SELECTED TEXT »

Owner Ed Snider thinks back to that glorious day when this town finally had something to celebrate as Bobby Clarke and Bernie Parent skated around the Spectrum with Lord Stanley’s Cup
By Michael McCarthy
Do you remember where you were on May 19, 1974?
Ed Snider remembers.
He was in a super box at the Spectrum, his first wife was next to him. Keith Allen, then Flyers general manager, and his wife were there, too.
That was the day Kate Smith was in the house singing ‘God Bless America’ after Boston Bruins superstars Bobby Orr and Phil Esposito tried jinxing her from being a Flyers’ good luck charm once again by shaking her hand and handing over a bouquet of roses.
It didn’t work.
Kate did her thing, this time in a live performance, then goalie Bernie Parent did his in a 1-0 Game 6 Stanley Cup Final victory that completed a stunning upset that gave the Flyers their first championship.

RECORDED INFORMATION »
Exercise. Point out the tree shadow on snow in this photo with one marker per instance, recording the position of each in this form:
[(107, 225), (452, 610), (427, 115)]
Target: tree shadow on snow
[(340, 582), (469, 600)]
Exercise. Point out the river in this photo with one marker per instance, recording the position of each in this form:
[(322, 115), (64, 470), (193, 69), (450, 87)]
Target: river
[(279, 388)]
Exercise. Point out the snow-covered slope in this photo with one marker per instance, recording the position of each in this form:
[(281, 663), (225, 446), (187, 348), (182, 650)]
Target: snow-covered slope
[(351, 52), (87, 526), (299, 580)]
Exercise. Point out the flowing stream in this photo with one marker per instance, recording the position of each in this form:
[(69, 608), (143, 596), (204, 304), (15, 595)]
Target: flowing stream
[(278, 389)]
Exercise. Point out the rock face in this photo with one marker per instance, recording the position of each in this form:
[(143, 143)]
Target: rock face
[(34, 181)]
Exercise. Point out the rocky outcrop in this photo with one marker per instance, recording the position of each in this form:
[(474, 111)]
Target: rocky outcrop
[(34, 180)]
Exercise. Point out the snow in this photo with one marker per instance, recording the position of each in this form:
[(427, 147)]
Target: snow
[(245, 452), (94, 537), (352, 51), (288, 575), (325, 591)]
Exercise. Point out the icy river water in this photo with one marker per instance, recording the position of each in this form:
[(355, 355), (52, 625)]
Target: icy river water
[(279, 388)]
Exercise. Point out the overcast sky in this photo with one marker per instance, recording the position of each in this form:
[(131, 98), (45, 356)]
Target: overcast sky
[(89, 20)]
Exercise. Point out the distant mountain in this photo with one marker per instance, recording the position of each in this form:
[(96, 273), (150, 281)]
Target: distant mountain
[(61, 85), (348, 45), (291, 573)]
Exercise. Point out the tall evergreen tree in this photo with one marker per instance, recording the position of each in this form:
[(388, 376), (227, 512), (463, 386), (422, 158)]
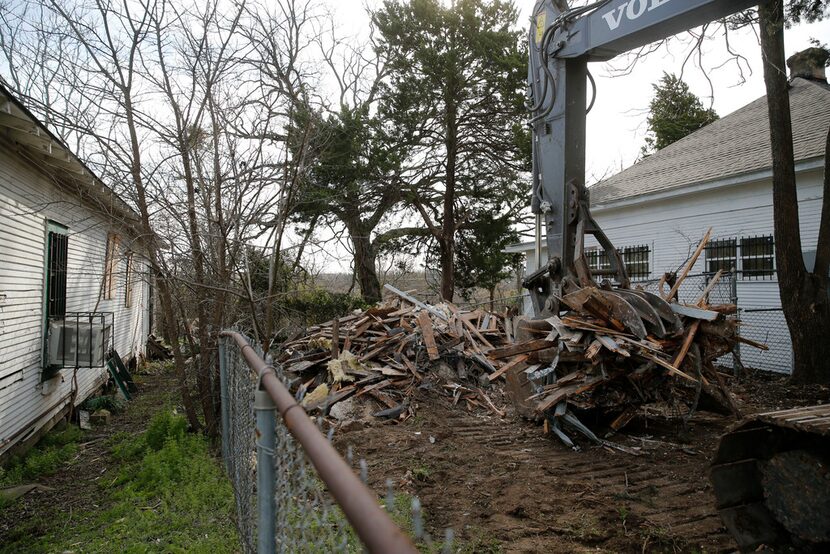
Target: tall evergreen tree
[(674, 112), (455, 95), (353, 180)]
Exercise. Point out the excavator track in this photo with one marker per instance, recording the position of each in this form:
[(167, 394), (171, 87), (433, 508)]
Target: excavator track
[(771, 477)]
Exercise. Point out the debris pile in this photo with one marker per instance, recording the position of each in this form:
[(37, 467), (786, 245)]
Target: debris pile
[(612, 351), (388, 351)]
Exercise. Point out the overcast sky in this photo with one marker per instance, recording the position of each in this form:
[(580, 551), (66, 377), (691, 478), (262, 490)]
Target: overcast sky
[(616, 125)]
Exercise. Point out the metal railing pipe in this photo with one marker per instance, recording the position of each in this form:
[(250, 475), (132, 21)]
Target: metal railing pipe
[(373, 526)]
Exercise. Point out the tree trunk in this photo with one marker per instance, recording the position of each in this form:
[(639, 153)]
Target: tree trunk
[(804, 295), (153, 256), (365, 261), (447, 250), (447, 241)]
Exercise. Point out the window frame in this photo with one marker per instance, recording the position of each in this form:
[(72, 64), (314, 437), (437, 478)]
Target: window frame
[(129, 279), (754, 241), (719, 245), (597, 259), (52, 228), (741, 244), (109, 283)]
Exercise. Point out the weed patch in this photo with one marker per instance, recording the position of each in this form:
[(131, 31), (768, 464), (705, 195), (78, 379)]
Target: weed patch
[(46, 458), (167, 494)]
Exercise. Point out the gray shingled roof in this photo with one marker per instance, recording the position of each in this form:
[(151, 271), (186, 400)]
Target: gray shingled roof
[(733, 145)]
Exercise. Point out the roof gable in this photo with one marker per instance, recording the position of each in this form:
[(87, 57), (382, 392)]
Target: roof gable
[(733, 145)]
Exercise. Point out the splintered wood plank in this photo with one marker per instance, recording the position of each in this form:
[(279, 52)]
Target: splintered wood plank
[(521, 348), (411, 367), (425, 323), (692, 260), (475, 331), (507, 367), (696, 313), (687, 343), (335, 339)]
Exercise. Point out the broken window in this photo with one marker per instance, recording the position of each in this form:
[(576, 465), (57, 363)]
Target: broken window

---

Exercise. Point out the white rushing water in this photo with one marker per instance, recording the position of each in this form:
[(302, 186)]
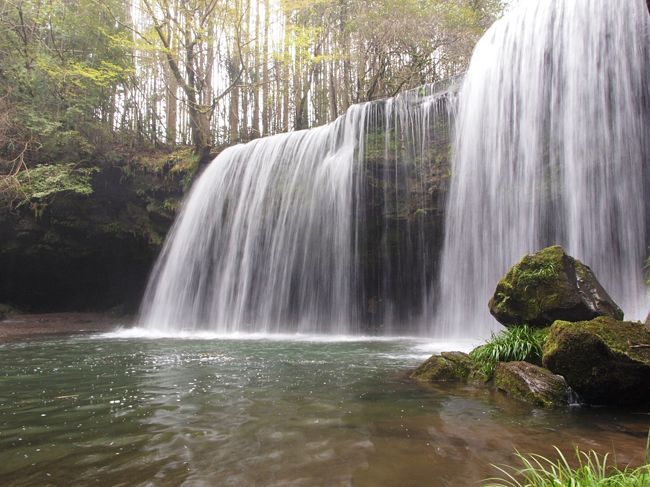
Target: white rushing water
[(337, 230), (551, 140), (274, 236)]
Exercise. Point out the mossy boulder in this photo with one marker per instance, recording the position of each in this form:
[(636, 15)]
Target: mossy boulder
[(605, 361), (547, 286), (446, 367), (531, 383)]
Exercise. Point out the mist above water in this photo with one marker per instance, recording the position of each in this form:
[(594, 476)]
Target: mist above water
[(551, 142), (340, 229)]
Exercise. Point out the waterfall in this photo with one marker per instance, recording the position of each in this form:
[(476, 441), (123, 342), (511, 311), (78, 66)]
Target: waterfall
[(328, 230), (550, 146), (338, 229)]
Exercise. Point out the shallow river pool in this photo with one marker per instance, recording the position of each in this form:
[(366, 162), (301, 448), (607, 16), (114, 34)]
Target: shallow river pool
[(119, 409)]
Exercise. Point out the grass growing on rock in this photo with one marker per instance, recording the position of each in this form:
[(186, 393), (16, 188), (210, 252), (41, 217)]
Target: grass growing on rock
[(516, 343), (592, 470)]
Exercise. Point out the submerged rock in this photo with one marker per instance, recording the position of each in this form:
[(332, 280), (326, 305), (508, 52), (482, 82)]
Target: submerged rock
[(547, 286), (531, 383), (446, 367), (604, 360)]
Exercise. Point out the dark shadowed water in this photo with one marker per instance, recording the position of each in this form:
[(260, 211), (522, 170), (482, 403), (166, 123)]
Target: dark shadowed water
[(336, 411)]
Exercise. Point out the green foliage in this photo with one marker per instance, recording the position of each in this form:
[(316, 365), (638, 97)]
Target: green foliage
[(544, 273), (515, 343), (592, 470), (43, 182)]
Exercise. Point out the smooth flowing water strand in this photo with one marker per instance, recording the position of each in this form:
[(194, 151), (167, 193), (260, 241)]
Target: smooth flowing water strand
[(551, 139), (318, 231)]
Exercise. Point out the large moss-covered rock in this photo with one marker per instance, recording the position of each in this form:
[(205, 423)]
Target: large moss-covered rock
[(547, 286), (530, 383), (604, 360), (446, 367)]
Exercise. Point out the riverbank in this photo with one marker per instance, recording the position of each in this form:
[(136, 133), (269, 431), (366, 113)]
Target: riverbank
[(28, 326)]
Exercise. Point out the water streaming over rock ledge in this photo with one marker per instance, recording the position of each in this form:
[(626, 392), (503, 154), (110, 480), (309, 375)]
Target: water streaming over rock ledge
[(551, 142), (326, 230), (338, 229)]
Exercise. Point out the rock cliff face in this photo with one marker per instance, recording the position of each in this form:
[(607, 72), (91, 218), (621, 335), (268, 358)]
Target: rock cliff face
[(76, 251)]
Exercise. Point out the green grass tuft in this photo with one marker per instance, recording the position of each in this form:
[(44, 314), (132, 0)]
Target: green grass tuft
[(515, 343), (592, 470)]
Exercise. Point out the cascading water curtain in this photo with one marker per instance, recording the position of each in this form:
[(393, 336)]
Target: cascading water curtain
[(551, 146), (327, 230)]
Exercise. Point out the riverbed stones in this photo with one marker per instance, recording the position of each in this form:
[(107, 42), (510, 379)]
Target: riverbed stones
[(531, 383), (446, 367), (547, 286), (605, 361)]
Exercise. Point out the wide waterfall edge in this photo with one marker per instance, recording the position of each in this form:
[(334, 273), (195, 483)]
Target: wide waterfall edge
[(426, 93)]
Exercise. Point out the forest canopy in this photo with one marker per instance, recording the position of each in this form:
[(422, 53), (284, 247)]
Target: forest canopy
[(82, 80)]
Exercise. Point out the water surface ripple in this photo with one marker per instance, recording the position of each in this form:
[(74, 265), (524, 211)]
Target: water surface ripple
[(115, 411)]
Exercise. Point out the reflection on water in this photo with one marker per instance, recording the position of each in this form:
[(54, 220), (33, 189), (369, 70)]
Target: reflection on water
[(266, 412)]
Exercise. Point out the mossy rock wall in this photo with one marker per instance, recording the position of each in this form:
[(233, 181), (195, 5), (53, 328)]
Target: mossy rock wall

CHECK YOUR UNDERSTANDING »
[a] Please list every person the article on the Flyers' 1974 Stanley Cup identifies by both first and last name.
[b] In the article on the Flyers' 1974 Stanley Cup, who was the Flyers general manager at the time of the game?
[c] Decide whether each statement agrees with the article on the Flyers' 1974 Stanley Cup. Answer yes or no for each, quoting the deciding words from the article.
(i) Kate Smith performed live at the game.
(ii) Bobby Orr and Phil Esposito gave Kate Smith roses.
(iii) The Game 6 win brought the Flyers their second championship.

RESPONSES TO THE TASKS »
[a] Ed Snider, Bobby Clarke, Bernie Parent, Michael McCarthy, Keith Allen, Kate Smith, Bobby Orr, Phil Esposito

[b] Keith Allen

[c]
(i) Yes: "Kate did her thing, this time in a live performance"
(ii) Yes: "handing over a bouquet of roses"
(iii) No: "gave the Flyers their first championship"